▶ _TASK GOAL_
Filter the listing below and copy out every line that contains the string "hair".

▶ _PROVIDED ENTRIES_
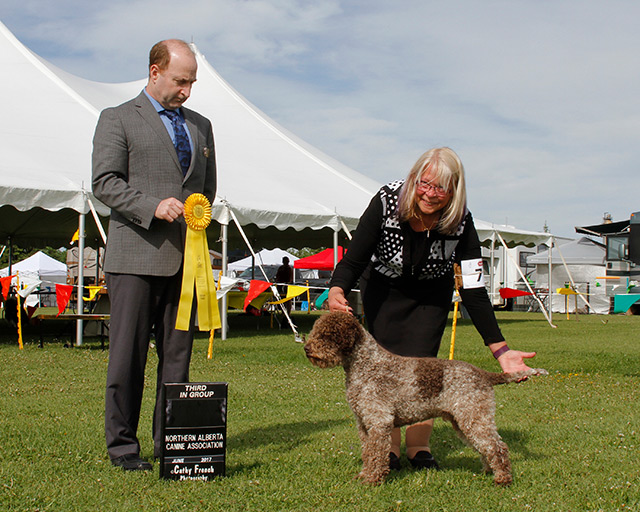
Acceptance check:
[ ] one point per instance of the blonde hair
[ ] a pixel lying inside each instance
(445, 167)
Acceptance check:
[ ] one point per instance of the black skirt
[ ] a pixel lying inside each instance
(406, 316)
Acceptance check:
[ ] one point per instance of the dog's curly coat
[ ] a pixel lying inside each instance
(386, 391)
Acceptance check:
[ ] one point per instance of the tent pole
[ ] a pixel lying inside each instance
(274, 289)
(492, 269)
(575, 288)
(526, 281)
(550, 298)
(80, 289)
(224, 234)
(10, 256)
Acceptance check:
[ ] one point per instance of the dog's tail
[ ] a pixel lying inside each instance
(506, 378)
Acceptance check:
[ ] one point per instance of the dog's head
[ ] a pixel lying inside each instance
(332, 339)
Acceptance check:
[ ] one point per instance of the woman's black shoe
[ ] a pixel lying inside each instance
(424, 460)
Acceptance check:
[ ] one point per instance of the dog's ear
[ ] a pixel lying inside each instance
(345, 329)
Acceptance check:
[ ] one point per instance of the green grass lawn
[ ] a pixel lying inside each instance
(292, 441)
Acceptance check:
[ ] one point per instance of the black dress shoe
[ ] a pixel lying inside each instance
(424, 460)
(131, 462)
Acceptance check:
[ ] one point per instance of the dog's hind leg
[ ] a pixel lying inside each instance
(376, 444)
(480, 432)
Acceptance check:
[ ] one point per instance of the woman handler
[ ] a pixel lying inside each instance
(403, 252)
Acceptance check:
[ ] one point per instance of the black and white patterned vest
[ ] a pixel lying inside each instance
(388, 258)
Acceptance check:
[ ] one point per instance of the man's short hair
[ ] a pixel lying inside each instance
(160, 53)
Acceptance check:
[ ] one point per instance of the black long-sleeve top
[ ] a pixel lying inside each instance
(406, 278)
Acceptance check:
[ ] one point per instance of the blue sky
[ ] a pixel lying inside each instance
(539, 98)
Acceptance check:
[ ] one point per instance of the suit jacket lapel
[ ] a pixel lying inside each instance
(193, 131)
(151, 116)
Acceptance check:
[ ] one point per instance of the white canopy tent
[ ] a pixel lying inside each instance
(280, 191)
(40, 268)
(264, 257)
(579, 262)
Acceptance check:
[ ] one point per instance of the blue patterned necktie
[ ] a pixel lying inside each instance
(183, 148)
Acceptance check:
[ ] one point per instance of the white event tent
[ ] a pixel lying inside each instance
(278, 190)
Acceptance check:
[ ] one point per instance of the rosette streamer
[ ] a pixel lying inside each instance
(197, 273)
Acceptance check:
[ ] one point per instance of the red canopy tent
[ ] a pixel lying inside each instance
(321, 261)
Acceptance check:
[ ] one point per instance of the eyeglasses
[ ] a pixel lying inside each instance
(425, 186)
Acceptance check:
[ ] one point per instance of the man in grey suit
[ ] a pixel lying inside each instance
(149, 155)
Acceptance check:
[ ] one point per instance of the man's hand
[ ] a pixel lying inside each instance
(169, 209)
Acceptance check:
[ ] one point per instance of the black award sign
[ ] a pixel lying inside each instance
(194, 431)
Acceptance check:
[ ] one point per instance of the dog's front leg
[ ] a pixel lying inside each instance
(376, 444)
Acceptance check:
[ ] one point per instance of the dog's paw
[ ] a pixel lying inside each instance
(368, 478)
(503, 480)
(539, 371)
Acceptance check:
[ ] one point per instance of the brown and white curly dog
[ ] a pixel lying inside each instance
(386, 391)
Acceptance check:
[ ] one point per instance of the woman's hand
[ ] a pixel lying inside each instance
(337, 301)
(513, 361)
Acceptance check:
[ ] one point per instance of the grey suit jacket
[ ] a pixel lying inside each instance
(135, 166)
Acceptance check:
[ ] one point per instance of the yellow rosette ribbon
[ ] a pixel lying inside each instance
(197, 273)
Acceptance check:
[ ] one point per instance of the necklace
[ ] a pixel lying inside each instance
(426, 228)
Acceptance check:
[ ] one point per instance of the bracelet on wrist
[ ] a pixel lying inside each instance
(501, 351)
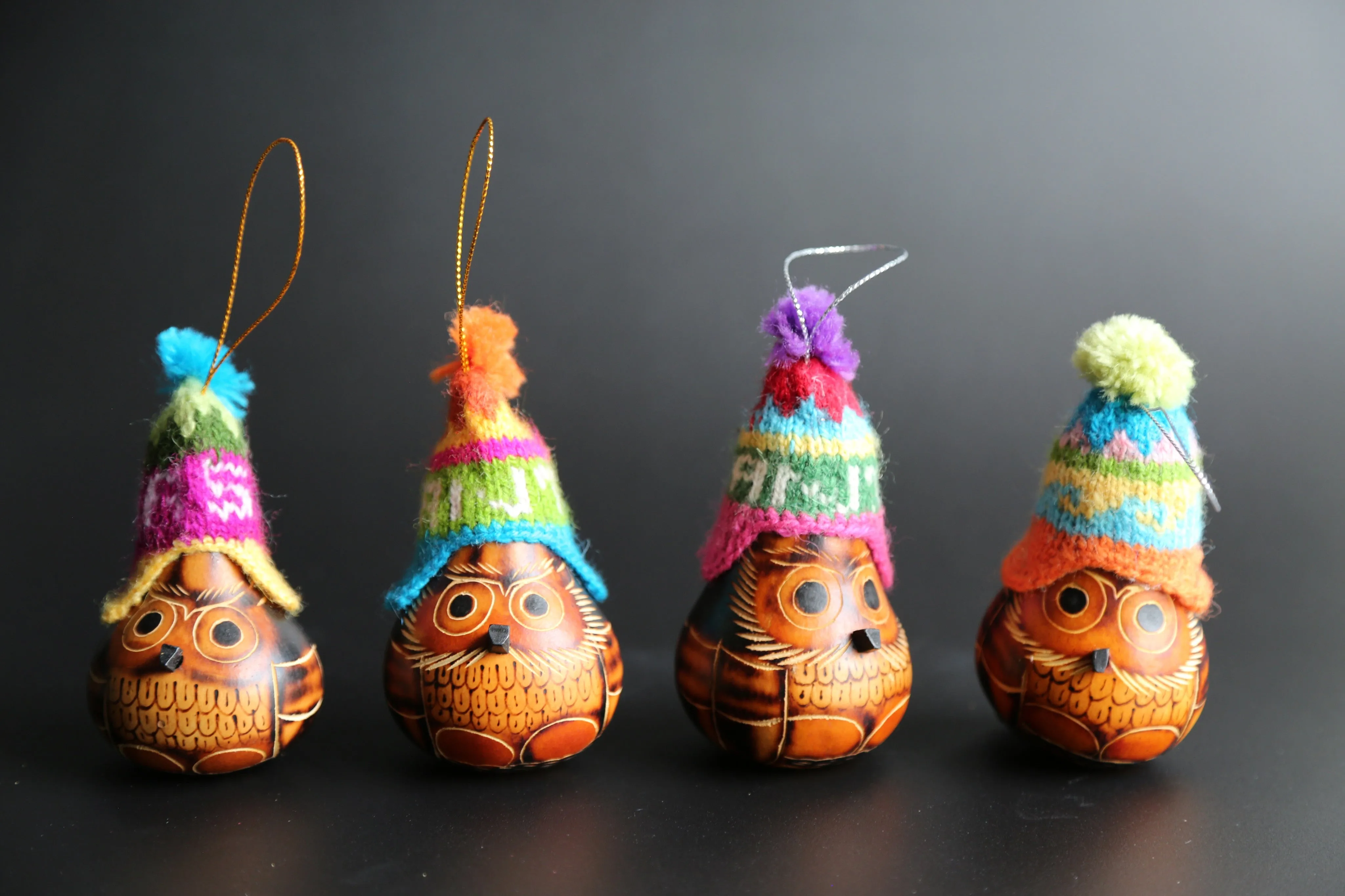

▶ _REPLY TO THE EXERCISE_
[ ] one point per instance of the blonde hair
[ ] one point per instance of the man's short hair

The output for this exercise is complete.